* _WHAT YOU HAVE TO DO_:
Convert the items below into a two-column CSV with the header item_text,answer and one row for each item. Put each item's text and its answer in their own quoted fields, replacing line breaks with spaces.

* _RECORDS TO PROCESS_:

====

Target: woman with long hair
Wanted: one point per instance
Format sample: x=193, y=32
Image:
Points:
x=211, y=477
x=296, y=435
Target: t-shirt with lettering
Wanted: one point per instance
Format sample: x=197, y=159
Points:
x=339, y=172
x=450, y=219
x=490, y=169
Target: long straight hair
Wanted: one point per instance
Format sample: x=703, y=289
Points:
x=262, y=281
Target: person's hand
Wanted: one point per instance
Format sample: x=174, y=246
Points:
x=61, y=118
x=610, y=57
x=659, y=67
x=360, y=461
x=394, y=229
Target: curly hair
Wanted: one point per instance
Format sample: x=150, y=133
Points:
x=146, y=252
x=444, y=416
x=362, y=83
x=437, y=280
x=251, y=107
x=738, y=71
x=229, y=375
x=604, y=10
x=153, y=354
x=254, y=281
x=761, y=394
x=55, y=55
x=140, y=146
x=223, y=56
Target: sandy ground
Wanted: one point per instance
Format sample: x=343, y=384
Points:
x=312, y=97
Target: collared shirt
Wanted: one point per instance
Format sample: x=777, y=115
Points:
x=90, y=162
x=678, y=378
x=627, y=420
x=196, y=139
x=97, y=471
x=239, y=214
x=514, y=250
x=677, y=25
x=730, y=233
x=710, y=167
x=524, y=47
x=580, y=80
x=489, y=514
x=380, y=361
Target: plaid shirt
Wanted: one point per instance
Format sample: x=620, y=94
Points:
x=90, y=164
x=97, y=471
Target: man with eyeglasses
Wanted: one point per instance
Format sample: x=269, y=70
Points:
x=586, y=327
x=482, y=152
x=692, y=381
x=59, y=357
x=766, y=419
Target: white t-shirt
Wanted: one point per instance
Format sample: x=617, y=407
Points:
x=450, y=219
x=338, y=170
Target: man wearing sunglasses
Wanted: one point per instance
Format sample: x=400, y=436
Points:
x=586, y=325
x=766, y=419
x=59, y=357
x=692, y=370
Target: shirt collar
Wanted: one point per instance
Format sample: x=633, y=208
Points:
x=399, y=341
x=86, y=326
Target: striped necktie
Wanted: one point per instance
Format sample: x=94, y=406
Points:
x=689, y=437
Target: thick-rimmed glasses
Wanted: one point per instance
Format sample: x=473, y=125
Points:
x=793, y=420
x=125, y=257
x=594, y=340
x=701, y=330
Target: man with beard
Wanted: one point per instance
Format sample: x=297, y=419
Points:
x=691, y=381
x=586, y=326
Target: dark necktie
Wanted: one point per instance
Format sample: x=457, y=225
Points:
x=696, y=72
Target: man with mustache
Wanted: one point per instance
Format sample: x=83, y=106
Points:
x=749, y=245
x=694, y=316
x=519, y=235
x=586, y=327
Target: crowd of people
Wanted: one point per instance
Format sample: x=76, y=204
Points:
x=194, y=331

====

* _THE SOLUTION_:
item_text,answer
"Target: woman with long hair Wanted: one point per instance Format sample: x=193, y=32 Image: Points:","x=211, y=477 x=296, y=435"
"Target: t-shirt with lettering Wanted: one point per instance Format sample: x=197, y=159 Points:","x=339, y=172 x=450, y=219 x=490, y=169"
"Target: long straight hair Wanted: one point per instance Format sample: x=703, y=289 Points:","x=262, y=281"
"Target: person's hand Wanted: one point per instance Format sample: x=174, y=246 Points:","x=61, y=118 x=610, y=57 x=659, y=67 x=360, y=461 x=394, y=229"
"Target: curly hair Wanted: one point per instance Format sample: x=150, y=133 Points:","x=146, y=252 x=444, y=416 x=362, y=83 x=437, y=280 x=251, y=107 x=738, y=71 x=229, y=375 x=604, y=10 x=153, y=354 x=254, y=281 x=761, y=394 x=55, y=55 x=140, y=146 x=223, y=56"
"Target: sandy ground Wanted: one point per instance Format sample: x=343, y=384 Points:","x=312, y=97"
"Target: collared shirt Wanted: one point per instance Format sample: x=777, y=115 Points:","x=90, y=162 x=678, y=378 x=627, y=420 x=196, y=139 x=97, y=471 x=239, y=214 x=514, y=250 x=677, y=25 x=730, y=233 x=710, y=167 x=524, y=47 x=580, y=80 x=489, y=514 x=380, y=361"
"Target: plaid shirt Wanted: one point per instance Format sample: x=620, y=94 Points:","x=90, y=164 x=97, y=471"
"Target: man with eyeglasses Wanted: one point per instance Format sample: x=269, y=70 Points:","x=586, y=327 x=482, y=152 x=692, y=381 x=59, y=357 x=766, y=419"
"Target: white t-shirt Wanted: one point per instance Format sample: x=617, y=407 Points:","x=450, y=219 x=338, y=170"
"Target: man wearing sunglasses Wanted: one point per instance Format sample: x=400, y=436 Points:","x=586, y=325 x=766, y=419 x=59, y=357 x=692, y=370"
"Target: shirt collar Wanted: one point per instance Format sample: x=633, y=208 Points:","x=399, y=341 x=86, y=326"
"Target: striped necktie Wanted: one point per instance Format sample: x=94, y=406 Points:","x=689, y=437"
"Target: thick-rimmed glasses Wanted: one point per instance Format sample: x=473, y=125 Points:","x=793, y=420 x=125, y=257 x=594, y=340 x=701, y=330"
"Target: man with beard Wanted: one point per instance Format sample: x=297, y=419 Points:","x=691, y=381 x=586, y=326"
"Target: dark necktie Wanted: one point per instance Format sample: x=457, y=225 Points:","x=696, y=72"
"Target: man with mustache Wanted: one point per instance Format sample: x=83, y=106 Points:","x=749, y=245 x=694, y=316 x=519, y=235 x=586, y=327"
"Target: crowd of people Wanted: one point per instance Format sample: x=76, y=204 Points:","x=194, y=331"